(RECORDS FOR PROCESSING):
=-=-=
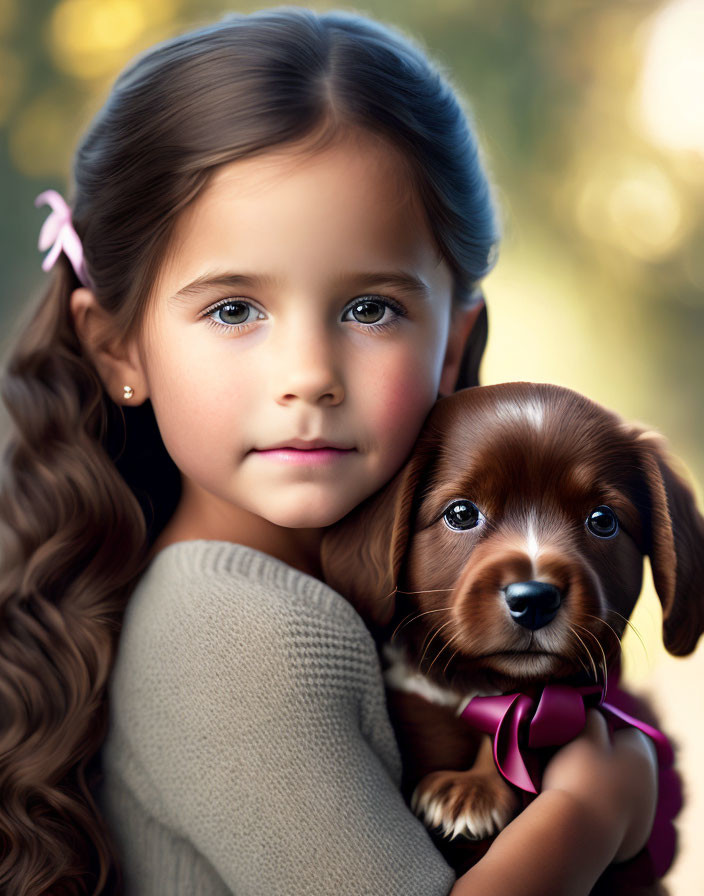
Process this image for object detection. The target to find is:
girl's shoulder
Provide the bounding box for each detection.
[134,539,366,631]
[115,539,380,690]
=-=-=
(SET TASK):
Please lay out the lines of the records above as a Markdown table with the columns "Row" and "Line Text", numbering the rows and skipping blank lines. Leave the pictures out of the table.

(PROBLEM SOLUTION):
| Row | Line Text |
|---|---|
| 1 | Process this image for object detection. The target to find is: |
| 2 | girl's shoulder |
| 3 | Provide the bounding box for each detection. |
| 4 | [134,539,366,631] |
| 5 | [115,539,380,690] |